_Zadanie do wykonania:_ Zwróć wiernie wszystkie wiersze każdej pozycji, pomijając obrazy.

_Wybrane pozycje:_

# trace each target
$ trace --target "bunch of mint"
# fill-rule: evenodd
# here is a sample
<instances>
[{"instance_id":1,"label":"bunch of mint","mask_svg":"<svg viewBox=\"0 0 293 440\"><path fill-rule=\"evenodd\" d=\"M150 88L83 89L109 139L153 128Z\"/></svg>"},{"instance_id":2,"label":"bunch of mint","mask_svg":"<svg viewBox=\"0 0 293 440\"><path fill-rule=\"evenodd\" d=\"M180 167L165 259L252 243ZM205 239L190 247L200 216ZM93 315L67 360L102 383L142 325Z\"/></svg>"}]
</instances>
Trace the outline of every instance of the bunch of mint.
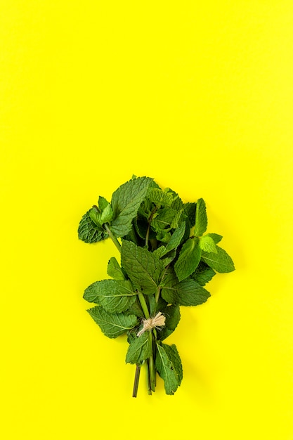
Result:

_Wynik poniżej:_
# trace each target
$ trace --target "bunch of mint"
# fill-rule: evenodd
# here is a sample
<instances>
[{"instance_id":1,"label":"bunch of mint","mask_svg":"<svg viewBox=\"0 0 293 440\"><path fill-rule=\"evenodd\" d=\"M150 88L83 89L109 139L153 128Z\"/></svg>"},{"instance_id":2,"label":"bunch of mint","mask_svg":"<svg viewBox=\"0 0 293 440\"><path fill-rule=\"evenodd\" d=\"M180 167L165 259L252 243ZM205 239L190 247L200 216ZM93 315L67 360L102 383L142 325Z\"/></svg>"}]
</instances>
Trace the outline of every instance of the bunch of mint.
Result:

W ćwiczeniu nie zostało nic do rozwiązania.